*Assigned task*. Each entry that appears below should be restated word for word.

*Referring expression pointing data*.
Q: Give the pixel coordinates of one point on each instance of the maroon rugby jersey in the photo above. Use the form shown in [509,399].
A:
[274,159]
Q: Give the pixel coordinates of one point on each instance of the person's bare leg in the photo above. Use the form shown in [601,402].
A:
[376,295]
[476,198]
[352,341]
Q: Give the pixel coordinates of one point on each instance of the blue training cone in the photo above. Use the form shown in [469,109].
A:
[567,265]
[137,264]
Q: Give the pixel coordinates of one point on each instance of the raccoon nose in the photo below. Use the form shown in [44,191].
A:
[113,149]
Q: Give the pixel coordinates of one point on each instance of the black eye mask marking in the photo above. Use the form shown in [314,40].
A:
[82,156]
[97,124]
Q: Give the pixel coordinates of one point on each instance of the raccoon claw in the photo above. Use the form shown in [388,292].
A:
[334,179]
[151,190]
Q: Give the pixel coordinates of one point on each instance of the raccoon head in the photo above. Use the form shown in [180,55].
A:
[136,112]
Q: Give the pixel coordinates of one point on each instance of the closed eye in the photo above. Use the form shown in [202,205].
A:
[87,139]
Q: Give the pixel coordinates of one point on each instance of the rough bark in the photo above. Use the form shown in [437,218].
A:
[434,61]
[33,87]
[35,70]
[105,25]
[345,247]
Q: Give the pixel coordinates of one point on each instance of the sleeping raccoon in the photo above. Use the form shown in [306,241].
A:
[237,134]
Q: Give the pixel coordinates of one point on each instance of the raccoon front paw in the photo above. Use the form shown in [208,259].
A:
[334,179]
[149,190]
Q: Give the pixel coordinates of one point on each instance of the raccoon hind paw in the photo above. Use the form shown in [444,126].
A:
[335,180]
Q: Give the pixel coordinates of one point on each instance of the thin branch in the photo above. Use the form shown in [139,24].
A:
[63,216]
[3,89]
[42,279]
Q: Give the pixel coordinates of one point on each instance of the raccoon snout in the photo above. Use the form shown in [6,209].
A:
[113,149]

*Answer to the exercise*.
Q: Give the pixel coordinates of one point on each instance of the maroon rugby jersey in the photo above. Use the form shown in [509,399].
A:
[274,159]
Q: Give the pixel coordinates of one point on each instance of the person's bare leg in the photo above. Use the form shown in [601,402].
A:
[376,295]
[476,198]
[352,341]
Q: Give the pixel coordinates of one point on each instance of the blue training cone in the photo above. Use the form shown in [469,109].
A:
[567,265]
[137,264]
Q: Give the pixel coordinates of one point on each instance of the raccoon nose in the photo below. Use the form shown in [44,191].
A:
[113,149]
Q: Give the pixel coordinates of one point on each instance of the black eye mask marking in the photo above. Use the form shown in [314,40].
A:
[82,156]
[97,124]
Q: Give the pixel coordinates of one point on each instance of the raccoon claw in the photo above. Use the form shown in [388,292].
A:
[334,179]
[151,190]
Q: Give the pixel coordinates of one point on each instance of the raccoon head in the photo above. Use the form shown in [180,55].
A:
[136,112]
Q: Give the pixel coordinates of one point on each instance of the closed eye in the photo above. Use the form shown in [202,205].
A:
[87,139]
Q: Give the pixel coordinates of one point on each instance of the rough bark in the photo above. Use the form shown in [437,218].
A:
[434,61]
[33,87]
[35,70]
[105,25]
[345,247]
Q: Give the pixel coordinates of one point on each instance of the sleeping raccoon in the photo above. Use the form shown in [306,241].
A:
[237,134]
Q: Give the pixel coordinates of one point on each instance of the raccoon front paw in the photo above. Use the form shown in [208,259].
A:
[334,179]
[149,190]
Q: Give the pixel coordinates of one point on each instance of the raccoon hind paw in the photo above. Use the form shown in [444,126].
A:
[335,180]
Q: Give the pixel coordinates of one point on each instance of the thin branch in the photo above. Use the form shown in [139,24].
A:
[63,216]
[3,89]
[42,279]
Q: Give the pixel coordinates of one point on each instance of the raccoon snout in the photo above. Use the form shown in [6,209].
A:
[113,149]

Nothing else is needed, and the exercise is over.